====== Fragmento del documento ======
Los sucesos desencadenados por la sedición de la Generalidad catalana son menos preocupantes que las soluciones que se proponen. Aunque parece muy claro que la Constitución de 1978 está más que muerta, no es la ley de leyes la que ha fallado. Ésta era tan buena y sabia, o tan mala y estúpida como la de 1931, la de 1876 o la de 1869. Lo que dinamitó el régimen actual fue el propósito independentista de sus enemigos, llevado con perseverancia y habilidad por sus dirigentes, los únicos que mostraron sentido de la historia y no el romo oportunismo de los Suárez, González, Aznar y Zapatero. Tras cuarenta años de vista gorda, de no querer enterarnos y de dejación de los más elementales deberes de control por parte de Madrid, los separatistas catalanes han caído en la bienaventurada torpeza de acelerar un proceso que aún no estaba maduro para sus designios. Lo que ha fallado en estos cuatro decenios no ha sido la ley, sino los hombres.
Seamos justos: las leyes y las constituciones son instrumentos más o menos eficaces de gobernar y administrar un Estado. Inglaterra rigió el mundo durante doscientos años sin una constitución escrita: le bastaba con una élite comprometida con el país y formada en un admirable sistema educativo, hoy tan extinto como su imperio. Nuestro fracasado siglo XIX, sin embargo, está sembrado de sapientísimos códigos que no sirvieron para nada y que hoy torturan a nuestros bachilleres con la absurda memorización de sus fechas. Los hombres del régimen, los rábulas de PP y PSOE, ya andan maquinando una reforma constitucional en la que quepan los separatistas, un ordenamiento jurídico en el que se sientan cómodos. Muy, pero que muy a gusto, se sentían con la Constitución del 78, hecha a medida para ellos y de cuya paternidad son tan responsables los sediciosos catalanes como los demás partidos. Los caciques del régimen tendrían que darse cuenta de que no bastará ninguna solución que no les otorgue la independencia o una serie de privilegios insoportables para la dignidad del Estado. Como el honor del reino –ni tampoco el personal– ha sido jamás un bien que defender para nuestros políticos, hemos de imaginar que, en el medio plazo, el nuevo régimen que se avecina concederá a los separatistas regalías exorbitantes. Puigdemont, derrotado en la acción, vencerá en los pasillos de la Carrera de San Jerónimo. Por supuesto, ya se encargarán los partidos de que esta reforma se vote en las Cortes y nunca llegue al dudoso trámite del referéndum, no vaya a ser que les salga la criada respondona. Así se cocina la democracia en España.
====== Líneas de datos ======
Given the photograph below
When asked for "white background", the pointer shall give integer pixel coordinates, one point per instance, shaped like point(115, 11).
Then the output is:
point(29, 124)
======
→ Tarea planteada:
Resume en dos oraciones el fragmento del documento sobre la Constitución de 1978 y el separatismo catalán.

→ Respuesta:
Según el fragmento, la Constitución de 1978 está muerta y al régimen lo dinamitó el propósito independentista, pero lo que ha fallado en estos cuatro decenios no ha sido la ley, sino los hombres. Prevé que los partidos del régimen, PP y PSOE, preparen una reforma constitucional que conceda a los separatistas regalías exorbitantes y que se vote en las Cortes sin llegar al referéndum.